▸ Work to complete:
1: According to the article on the cassava mosaic virus threat, at which institute did the two-day symposium take place?
2: In the article on the cassava mosaic virus threat, reproduce word for word the passage that opens with the words containing "The participants suggested" and closes with "to climate change.".
3: Extend the news article about the cassava mosaic virus threat to tapioca, picking up after its last sentence.

▸ Page text:
= Beginning of Section =
There is a threat to the tapioca crop in the State from the African cassava mosaic virus, plant pathologists who spoke at a two-day symposium on ‘Changing plant disease scenario in relation to climate change' that drew to a close at the Indian Institute of Spices Research (IISR) here on Saturday said.

The plant pathologists reported that the African cassava mosaic virus was the latest disease-causing agent that could affect tapioca crops. The Indian cassava mosaic virus and the Sri Lankan cassava mosaic virus were already known to affect tapioca owing to rise in temperature and carbon dioxide levels.

Proper surveillance and monitoring were the only possible ways to check new emerging diseases, the participating agricultural scientists said. The symposium recommended that a holistic approach be formulated for tackling diseases resulting from climate change.

The participants suggested that policymakers take into consideration the views of farmers, researchers and people from the agriculture and related fields while planning and executing programmes related to climate change.

Rise in temperature

Experts said the increase in temperature by 0.5 degree Celsius had lead to a decrease in production of wheat by 0.45 tonnes a hectare and a 25 to 30 per cent fall in sugarcane yield from a hectare in the country.
= End of Section =
▸ Dataset content:
= Beginning of Section =
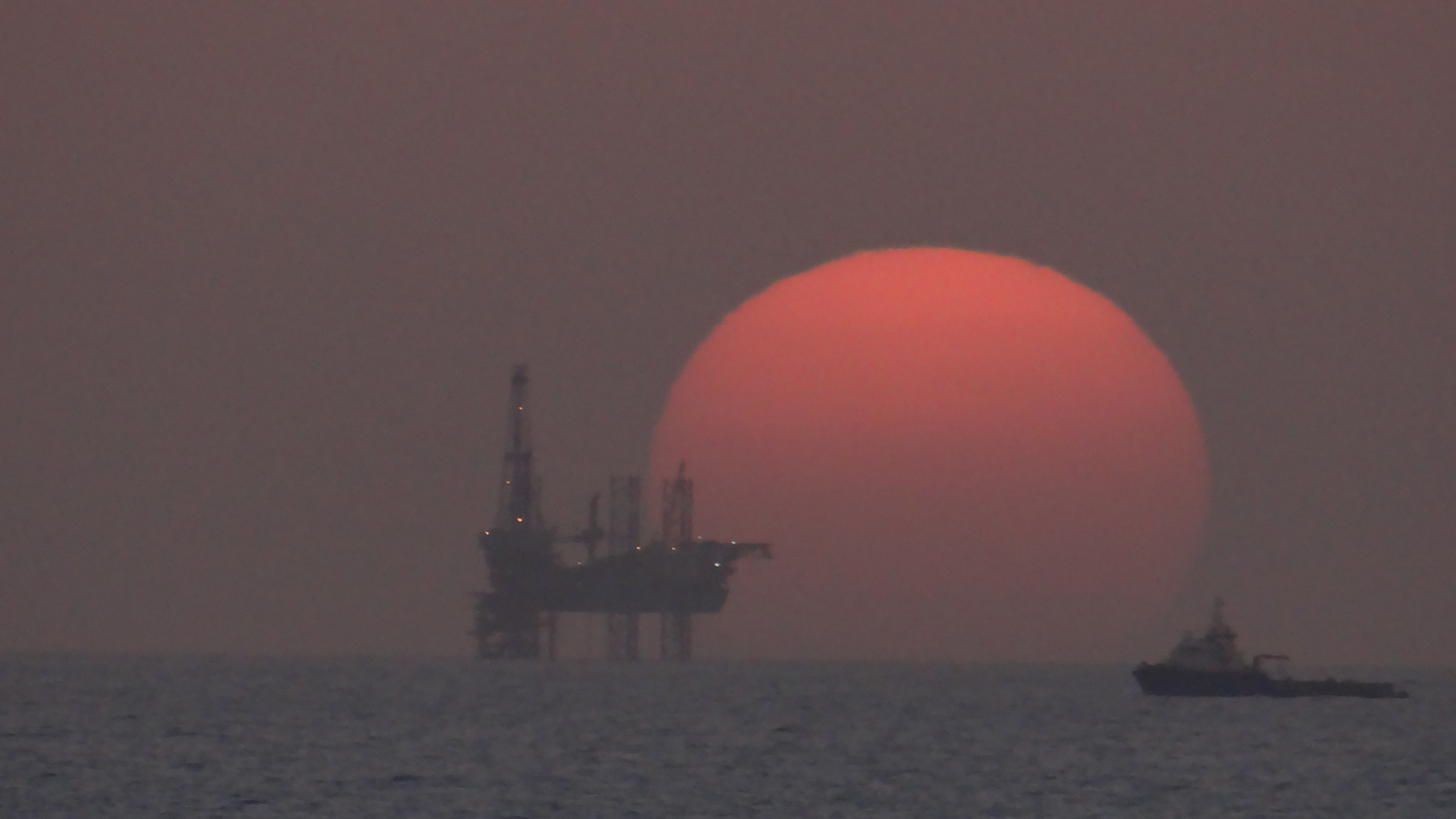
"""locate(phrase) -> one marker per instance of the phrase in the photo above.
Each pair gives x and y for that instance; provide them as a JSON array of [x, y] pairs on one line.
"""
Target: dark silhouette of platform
[[675, 576]]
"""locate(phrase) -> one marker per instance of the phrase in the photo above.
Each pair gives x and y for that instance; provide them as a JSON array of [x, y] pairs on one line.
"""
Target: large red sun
[[956, 455]]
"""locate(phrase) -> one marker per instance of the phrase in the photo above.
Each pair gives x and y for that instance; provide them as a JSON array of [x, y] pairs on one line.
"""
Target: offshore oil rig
[[675, 576]]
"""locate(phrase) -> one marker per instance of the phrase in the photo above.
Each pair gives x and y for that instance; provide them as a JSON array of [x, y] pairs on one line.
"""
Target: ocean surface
[[363, 738]]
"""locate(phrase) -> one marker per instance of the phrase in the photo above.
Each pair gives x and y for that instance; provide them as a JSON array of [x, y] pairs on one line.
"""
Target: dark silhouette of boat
[[1213, 667]]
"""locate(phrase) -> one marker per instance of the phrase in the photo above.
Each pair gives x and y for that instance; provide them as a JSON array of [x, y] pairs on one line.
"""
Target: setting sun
[[957, 455]]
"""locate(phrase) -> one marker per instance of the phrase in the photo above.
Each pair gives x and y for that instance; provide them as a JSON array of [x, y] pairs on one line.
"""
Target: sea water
[[455, 738]]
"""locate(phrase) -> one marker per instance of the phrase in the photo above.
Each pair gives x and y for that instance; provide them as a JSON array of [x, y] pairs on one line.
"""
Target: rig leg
[[622, 637]]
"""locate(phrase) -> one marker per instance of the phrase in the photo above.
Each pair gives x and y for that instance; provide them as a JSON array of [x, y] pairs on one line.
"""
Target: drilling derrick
[[517, 550], [531, 583]]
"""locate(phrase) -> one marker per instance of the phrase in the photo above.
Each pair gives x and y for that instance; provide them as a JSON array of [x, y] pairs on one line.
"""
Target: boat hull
[[1163, 679]]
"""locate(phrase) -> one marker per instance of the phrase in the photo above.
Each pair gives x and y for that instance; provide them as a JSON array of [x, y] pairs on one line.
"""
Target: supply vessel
[[1213, 667]]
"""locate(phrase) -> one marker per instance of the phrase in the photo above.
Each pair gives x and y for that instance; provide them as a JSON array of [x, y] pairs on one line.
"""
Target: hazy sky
[[264, 268]]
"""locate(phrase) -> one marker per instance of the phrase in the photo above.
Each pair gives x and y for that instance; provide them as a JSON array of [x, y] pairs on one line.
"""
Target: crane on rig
[[673, 576]]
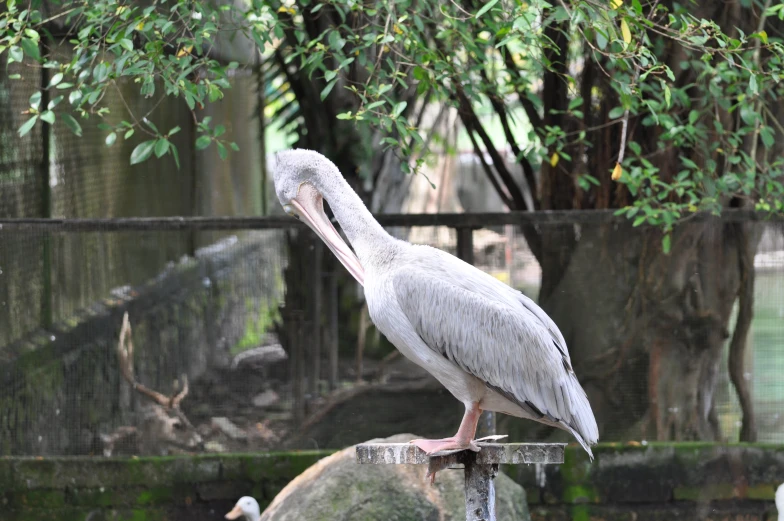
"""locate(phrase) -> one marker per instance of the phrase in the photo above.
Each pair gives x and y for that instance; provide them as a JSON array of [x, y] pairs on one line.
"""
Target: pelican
[[491, 346]]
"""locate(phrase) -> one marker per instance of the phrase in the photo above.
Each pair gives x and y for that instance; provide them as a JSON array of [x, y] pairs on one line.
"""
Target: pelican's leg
[[464, 439]]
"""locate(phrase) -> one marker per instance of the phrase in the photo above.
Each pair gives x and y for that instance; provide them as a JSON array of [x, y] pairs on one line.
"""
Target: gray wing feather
[[516, 350]]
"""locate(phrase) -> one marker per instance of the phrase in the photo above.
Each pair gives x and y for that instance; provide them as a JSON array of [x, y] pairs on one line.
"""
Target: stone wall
[[60, 387], [688, 481], [198, 488]]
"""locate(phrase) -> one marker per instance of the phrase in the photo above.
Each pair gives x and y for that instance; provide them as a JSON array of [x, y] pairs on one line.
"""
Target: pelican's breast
[[390, 319]]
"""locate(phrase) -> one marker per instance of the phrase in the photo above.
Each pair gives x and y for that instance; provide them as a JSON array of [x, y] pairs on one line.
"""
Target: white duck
[[246, 506], [491, 346]]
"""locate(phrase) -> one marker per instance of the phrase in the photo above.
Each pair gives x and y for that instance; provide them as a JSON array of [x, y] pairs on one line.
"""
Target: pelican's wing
[[512, 348]]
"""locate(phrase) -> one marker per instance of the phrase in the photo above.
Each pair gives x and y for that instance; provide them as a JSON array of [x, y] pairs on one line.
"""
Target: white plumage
[[491, 346]]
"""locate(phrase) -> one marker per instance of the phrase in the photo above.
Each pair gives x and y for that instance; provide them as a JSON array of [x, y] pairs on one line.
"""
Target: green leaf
[[767, 136], [101, 72], [328, 89], [399, 108], [151, 125], [31, 48], [72, 124], [57, 78], [28, 126], [15, 54], [35, 100], [53, 103], [489, 5], [203, 142], [142, 151], [176, 156], [161, 147], [666, 243]]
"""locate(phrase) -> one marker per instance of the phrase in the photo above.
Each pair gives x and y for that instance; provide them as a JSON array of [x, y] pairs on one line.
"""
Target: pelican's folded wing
[[508, 347]]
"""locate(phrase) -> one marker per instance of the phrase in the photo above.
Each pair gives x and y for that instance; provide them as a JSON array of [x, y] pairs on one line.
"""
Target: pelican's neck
[[370, 241]]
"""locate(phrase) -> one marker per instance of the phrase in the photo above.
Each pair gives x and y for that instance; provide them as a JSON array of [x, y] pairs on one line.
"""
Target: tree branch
[[748, 431], [528, 106], [528, 170]]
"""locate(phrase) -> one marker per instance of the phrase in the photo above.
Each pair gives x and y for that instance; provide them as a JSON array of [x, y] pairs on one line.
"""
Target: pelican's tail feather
[[582, 423]]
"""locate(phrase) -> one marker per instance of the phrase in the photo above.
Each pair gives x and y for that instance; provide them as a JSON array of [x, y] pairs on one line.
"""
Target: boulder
[[336, 487]]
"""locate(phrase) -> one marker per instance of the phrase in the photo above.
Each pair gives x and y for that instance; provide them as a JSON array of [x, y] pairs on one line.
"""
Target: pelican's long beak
[[309, 204]]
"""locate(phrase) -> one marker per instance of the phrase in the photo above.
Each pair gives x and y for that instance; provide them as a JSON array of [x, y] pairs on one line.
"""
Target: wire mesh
[[215, 314]]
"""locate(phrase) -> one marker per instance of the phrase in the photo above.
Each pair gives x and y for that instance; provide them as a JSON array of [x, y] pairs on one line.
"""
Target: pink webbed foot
[[432, 446]]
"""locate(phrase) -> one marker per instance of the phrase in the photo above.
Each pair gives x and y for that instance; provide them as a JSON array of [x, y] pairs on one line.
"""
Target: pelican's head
[[301, 177], [246, 506]]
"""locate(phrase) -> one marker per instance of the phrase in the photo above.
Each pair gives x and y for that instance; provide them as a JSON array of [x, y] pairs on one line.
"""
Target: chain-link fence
[[264, 375]]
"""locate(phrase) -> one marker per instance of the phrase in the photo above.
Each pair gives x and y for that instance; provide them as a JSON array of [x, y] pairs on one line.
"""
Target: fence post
[[332, 298], [47, 314], [297, 369], [465, 244], [313, 381]]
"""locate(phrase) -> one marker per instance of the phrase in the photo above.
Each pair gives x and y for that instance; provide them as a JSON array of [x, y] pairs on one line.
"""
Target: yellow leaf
[[627, 34], [617, 171]]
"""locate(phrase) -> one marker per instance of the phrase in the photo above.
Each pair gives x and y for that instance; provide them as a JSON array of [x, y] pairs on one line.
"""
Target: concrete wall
[[60, 387], [686, 481]]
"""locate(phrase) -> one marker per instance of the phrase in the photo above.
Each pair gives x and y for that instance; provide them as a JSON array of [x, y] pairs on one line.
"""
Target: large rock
[[337, 488]]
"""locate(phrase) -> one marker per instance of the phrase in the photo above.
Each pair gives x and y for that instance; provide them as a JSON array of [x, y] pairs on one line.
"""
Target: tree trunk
[[646, 330]]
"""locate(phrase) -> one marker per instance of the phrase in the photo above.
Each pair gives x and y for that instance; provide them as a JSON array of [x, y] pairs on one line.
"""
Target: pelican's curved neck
[[368, 238]]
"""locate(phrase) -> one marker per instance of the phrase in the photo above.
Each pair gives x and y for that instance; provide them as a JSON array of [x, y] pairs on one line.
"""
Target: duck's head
[[246, 506]]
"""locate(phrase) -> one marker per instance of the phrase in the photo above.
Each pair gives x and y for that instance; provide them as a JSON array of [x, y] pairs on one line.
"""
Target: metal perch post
[[480, 467]]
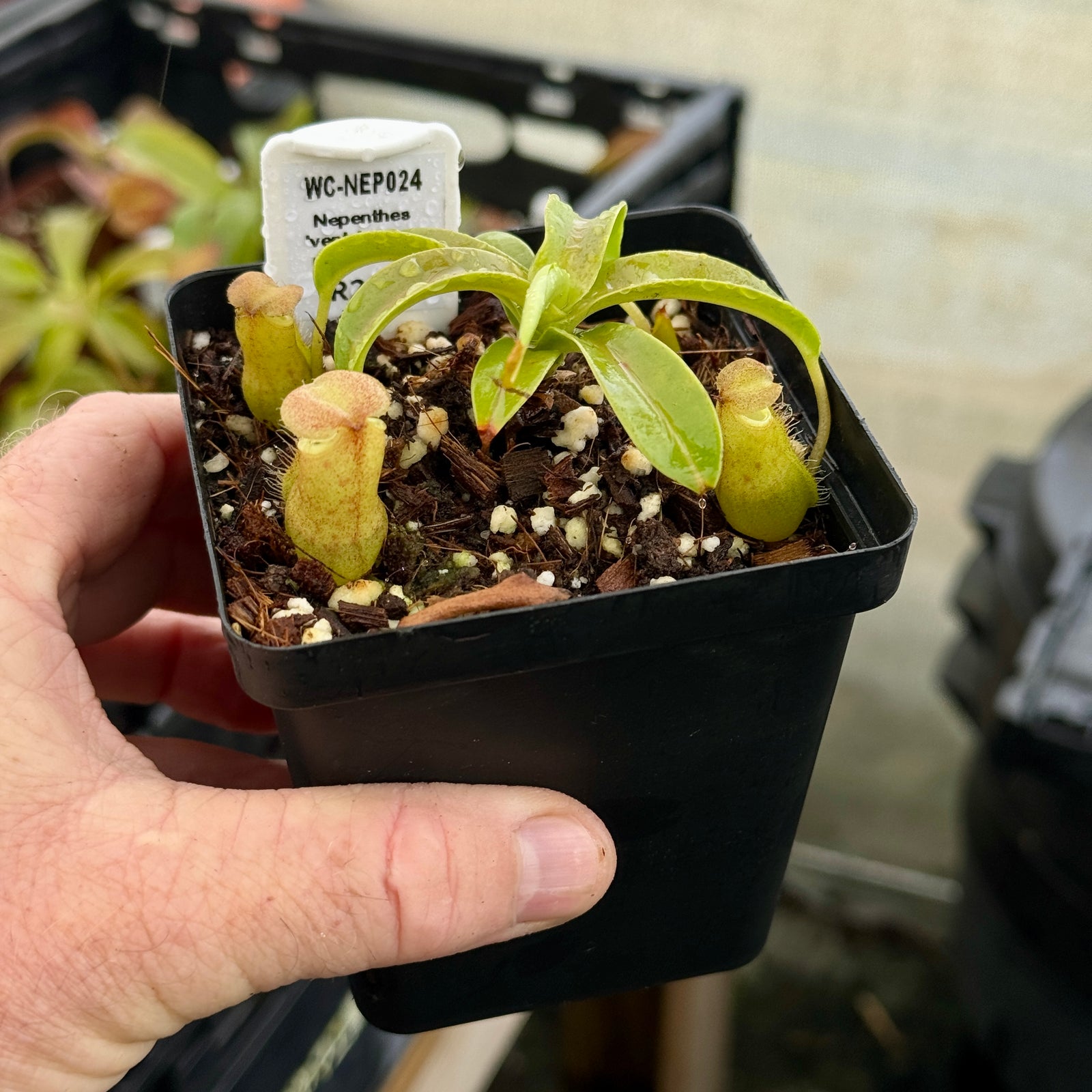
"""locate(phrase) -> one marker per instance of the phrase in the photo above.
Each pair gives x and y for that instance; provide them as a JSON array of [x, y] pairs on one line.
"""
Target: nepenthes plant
= End of Section =
▸ Responses:
1: The Indian Institute of Spices Research (IISR).

2:
The participants suggested that policymakers take into consideration the views of farmers, researchers and people from the agriculture and related fields while planning and executing programmes related to climate change.

3:
There was a paradigm shift in the nature, time and type of occurrence of viral and other diseases of various crops owing to climate change, the experts said.

The symposium called for setting up a forewarning system to manage crop diseases and expressed concern over the impact of climate change on food production in the country.

The experts hoped that powerful and cost-effective diagnostic methods would help in easy detection of the pathogens. They called for development and popularisation of economical, ready-to-use virus detection kits among the farming community.

The changing climatic conditions also necessitated more appropriate cold storage facilities to avoid losses during storage of grains.